EXERCISE GOAL: Write out exactly the lines running from the line that includes "of the black" to the end of the data, both ends included, and nothing besides.

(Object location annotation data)
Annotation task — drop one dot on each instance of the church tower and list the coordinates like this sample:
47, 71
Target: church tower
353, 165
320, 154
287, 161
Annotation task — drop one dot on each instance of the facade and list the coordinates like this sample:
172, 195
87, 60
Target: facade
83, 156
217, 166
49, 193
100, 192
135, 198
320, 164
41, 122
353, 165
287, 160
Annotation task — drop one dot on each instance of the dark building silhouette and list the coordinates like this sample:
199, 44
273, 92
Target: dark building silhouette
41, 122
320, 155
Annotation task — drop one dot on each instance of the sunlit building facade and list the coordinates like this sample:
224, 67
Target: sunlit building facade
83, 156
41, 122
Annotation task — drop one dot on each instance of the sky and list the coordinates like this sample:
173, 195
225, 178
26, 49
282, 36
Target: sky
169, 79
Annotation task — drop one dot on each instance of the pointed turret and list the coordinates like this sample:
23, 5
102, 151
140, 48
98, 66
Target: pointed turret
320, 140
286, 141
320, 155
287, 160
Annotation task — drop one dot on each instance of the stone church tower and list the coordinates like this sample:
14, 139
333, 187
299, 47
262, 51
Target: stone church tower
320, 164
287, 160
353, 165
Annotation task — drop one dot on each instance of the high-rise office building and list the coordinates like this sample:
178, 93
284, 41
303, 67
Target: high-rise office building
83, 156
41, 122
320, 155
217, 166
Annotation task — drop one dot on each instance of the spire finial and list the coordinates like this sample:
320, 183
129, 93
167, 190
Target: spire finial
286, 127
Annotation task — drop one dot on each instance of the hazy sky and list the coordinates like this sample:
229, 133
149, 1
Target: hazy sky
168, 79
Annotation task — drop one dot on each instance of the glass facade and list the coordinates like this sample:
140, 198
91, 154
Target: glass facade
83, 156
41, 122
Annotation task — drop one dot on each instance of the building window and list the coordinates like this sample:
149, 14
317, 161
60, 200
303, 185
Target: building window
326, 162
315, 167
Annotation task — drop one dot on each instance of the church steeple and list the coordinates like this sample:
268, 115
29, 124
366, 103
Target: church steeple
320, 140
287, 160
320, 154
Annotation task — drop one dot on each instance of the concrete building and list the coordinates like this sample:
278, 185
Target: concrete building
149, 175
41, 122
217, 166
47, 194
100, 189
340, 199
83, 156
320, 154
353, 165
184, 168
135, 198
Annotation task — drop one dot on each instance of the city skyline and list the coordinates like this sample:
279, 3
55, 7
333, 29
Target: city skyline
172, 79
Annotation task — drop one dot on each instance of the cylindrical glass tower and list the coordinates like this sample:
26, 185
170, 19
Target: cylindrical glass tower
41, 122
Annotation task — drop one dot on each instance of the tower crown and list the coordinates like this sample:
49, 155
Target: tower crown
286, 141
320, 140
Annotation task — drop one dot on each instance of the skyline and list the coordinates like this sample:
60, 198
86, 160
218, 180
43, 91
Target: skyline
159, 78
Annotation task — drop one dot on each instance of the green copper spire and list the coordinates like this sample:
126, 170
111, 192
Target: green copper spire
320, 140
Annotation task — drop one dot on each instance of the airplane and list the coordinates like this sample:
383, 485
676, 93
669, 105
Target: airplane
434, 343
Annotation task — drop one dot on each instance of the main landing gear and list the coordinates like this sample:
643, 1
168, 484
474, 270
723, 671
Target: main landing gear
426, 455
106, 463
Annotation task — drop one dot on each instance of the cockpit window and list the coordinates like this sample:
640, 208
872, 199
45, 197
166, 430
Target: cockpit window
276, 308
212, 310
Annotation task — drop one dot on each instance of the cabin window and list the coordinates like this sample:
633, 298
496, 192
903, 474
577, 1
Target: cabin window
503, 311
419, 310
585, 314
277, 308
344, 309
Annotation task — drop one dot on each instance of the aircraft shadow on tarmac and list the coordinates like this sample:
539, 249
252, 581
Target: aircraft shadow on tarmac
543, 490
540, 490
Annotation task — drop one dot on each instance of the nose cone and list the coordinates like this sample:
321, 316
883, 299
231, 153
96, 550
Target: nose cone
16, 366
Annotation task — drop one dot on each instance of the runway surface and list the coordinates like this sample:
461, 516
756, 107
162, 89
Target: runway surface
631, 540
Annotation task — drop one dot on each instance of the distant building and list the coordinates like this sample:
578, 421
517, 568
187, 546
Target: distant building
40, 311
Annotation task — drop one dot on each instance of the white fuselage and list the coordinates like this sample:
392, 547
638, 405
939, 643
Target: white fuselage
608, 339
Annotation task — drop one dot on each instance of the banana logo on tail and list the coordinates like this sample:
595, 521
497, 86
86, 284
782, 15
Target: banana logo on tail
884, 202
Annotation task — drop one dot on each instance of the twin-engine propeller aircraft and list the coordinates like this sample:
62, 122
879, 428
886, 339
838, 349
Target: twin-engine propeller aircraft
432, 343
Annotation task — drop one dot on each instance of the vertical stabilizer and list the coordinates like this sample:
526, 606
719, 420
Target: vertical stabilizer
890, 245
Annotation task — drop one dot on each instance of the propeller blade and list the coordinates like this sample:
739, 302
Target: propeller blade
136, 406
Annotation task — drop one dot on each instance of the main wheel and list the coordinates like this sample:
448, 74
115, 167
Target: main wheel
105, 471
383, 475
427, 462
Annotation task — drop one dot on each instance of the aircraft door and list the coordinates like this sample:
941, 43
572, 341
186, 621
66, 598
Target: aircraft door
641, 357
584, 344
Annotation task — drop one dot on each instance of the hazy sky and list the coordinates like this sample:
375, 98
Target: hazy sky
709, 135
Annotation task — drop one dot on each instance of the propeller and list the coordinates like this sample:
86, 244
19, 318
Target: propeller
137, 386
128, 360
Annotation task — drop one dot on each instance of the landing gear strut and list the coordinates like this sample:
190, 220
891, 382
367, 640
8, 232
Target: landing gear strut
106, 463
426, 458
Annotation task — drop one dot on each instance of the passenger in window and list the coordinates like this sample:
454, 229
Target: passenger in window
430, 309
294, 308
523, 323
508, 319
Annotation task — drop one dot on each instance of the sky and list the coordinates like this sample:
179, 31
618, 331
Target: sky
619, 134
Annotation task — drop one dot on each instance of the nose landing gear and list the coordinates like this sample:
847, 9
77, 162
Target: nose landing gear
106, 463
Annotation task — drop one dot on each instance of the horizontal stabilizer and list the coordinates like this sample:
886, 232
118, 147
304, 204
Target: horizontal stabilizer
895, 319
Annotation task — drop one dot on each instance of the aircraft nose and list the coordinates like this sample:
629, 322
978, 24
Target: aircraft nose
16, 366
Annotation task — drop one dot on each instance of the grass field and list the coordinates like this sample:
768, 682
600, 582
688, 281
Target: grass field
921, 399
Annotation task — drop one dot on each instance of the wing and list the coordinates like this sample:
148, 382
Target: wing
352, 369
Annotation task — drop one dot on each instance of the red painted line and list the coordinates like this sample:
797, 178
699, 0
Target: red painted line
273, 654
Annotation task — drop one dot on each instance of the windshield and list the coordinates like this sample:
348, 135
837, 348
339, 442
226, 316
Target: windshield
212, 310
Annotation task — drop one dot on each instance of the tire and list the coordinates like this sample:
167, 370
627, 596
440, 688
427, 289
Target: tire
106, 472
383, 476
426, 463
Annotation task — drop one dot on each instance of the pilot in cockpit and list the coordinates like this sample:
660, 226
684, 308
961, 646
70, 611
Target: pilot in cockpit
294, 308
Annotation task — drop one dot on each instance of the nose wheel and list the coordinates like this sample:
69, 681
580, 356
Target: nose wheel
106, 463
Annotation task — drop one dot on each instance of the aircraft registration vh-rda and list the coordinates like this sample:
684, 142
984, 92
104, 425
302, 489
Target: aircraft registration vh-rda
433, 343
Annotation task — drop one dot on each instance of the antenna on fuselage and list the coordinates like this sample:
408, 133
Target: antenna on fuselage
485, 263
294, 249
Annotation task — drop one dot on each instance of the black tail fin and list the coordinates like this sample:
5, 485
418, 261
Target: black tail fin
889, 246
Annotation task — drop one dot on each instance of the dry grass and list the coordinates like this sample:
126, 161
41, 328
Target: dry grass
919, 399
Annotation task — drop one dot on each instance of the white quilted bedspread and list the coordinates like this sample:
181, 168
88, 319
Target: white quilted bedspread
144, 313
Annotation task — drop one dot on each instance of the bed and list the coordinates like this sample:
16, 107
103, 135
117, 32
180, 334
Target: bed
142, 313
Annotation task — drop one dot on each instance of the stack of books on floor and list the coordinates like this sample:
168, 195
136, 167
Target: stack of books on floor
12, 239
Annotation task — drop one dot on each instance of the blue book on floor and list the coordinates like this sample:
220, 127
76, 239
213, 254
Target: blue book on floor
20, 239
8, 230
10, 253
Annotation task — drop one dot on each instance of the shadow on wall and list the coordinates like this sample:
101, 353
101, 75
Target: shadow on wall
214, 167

RESULT OF THIS EXERCISE:
Annotation task — drop one dot on each instance of the black tail fin and list the coordinates like this sample:
5, 485
418, 261
Target: black tail fin
889, 246
Annotation task — drop one dot on each instance of the dry grass and list the coordinates like this sample:
126, 161
41, 328
Target: dry grass
919, 399
Annotation task — drop one dot on each instance of the white quilted bedspread and list the coordinates like this sample:
181, 168
88, 319
Target: white quilted bedspread
144, 313
Annotation task — drop one dot on each instance of the bed and list the coordinates like this sample:
16, 107
103, 135
117, 32
180, 334
Target: bed
142, 313
Annotation task — drop one dot on each instance of the stack of books on floor and list the coordinates like this sample:
168, 195
136, 167
Target: stack of books on floor
12, 239
Annotation task — drop one dot on each instance of the blue book on floor and list the coordinates like this sample:
220, 127
76, 239
213, 254
Target: blue book on floor
20, 239
8, 230
10, 253
Annotation task — drop one dot on each instance of the shadow on wall and list the coordinates like this sample:
101, 353
101, 75
Target: shadow on wall
214, 167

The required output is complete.